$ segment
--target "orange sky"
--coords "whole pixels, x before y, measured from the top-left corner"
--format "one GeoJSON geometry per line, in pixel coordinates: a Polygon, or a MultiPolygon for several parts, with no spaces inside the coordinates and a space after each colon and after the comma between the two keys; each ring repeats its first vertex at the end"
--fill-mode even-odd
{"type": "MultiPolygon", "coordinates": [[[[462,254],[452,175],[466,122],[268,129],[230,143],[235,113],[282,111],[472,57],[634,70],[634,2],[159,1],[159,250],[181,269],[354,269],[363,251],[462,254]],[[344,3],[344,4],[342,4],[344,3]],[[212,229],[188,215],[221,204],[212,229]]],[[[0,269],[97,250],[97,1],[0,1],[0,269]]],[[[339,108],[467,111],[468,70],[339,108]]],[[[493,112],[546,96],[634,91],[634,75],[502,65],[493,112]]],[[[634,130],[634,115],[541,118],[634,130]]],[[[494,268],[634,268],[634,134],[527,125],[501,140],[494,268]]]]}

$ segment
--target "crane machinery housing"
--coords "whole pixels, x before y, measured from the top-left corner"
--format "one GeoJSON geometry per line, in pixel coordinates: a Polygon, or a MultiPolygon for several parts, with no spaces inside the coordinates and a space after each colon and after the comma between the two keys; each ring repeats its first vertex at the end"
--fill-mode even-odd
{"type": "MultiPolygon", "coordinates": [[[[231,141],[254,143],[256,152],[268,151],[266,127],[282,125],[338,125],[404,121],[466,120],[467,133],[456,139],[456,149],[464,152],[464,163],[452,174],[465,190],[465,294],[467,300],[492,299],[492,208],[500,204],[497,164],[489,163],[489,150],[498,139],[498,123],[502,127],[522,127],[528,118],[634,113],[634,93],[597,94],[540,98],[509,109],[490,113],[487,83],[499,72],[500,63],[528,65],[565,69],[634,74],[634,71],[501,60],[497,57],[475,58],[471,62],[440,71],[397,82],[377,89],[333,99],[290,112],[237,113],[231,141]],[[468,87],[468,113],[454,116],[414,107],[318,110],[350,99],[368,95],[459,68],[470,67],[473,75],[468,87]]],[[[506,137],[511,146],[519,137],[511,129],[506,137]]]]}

::::::::::

## Prompt
Reproduce every line of the material above, including the requests. In each answer geometry, multiply every pixel coordinate by 0.95 and round to the nearest whole number, rounding halves up.

## Response to the exercise
$ segment
--target "orange sky"
--coords "whole pixels, x before y, measured from the top-left corner"
--format "one GeoJSON geometry per line, in pixel coordinates: a Polygon, or a MultiPolygon for several parts, with no spaces inside the coordinates and a space after each colon and after the comma between the two keys; each ring repeats its first vertex at the end"
--fill-mode even-odd
{"type": "MultiPolygon", "coordinates": [[[[439,241],[429,166],[443,116],[255,123],[219,136],[223,107],[268,105],[448,54],[602,67],[602,2],[151,1],[151,238],[172,256],[336,256],[345,238],[439,241]],[[327,3],[327,4],[325,4],[327,3]],[[201,218],[179,204],[210,194],[201,218]]],[[[0,256],[92,238],[92,1],[0,1],[0,256]]],[[[322,103],[444,105],[445,67],[322,103]]],[[[468,106],[519,91],[602,86],[602,71],[477,62],[468,106]]],[[[602,124],[602,109],[514,112],[602,124]]],[[[469,255],[602,255],[602,127],[501,119],[476,133],[469,255]]]]}

$ segment
--target "crane machinery housing"
--coords "whole pixels, x before y, measured from the top-left corner"
--format "one GeoJSON geometry per line, in pixel coordinates: a Polygon, or a MultiPolygon for several parts, with no spaces inside the coordinates and a space after each colon and after the comma between the two keys; each ring repeats its first vertex at the end"
--fill-mode even-odd
{"type": "MultiPolygon", "coordinates": [[[[219,134],[241,136],[243,144],[255,143],[253,121],[268,119],[321,119],[384,115],[443,114],[444,126],[433,132],[433,142],[441,144],[441,155],[429,165],[442,181],[442,279],[444,285],[467,284],[467,198],[475,194],[472,156],[465,155],[465,143],[473,132],[473,117],[477,121],[496,121],[502,112],[602,107],[602,88],[567,89],[513,93],[484,104],[466,107],[463,79],[474,68],[475,60],[502,62],[537,66],[602,70],[602,67],[476,57],[472,54],[451,55],[447,59],[418,67],[377,78],[358,85],[316,94],[276,106],[225,107],[219,134]],[[445,83],[445,107],[431,110],[393,102],[302,105],[333,94],[350,90],[436,65],[447,64],[449,71],[445,83]]],[[[481,130],[485,139],[493,130],[485,123],[481,130]]]]}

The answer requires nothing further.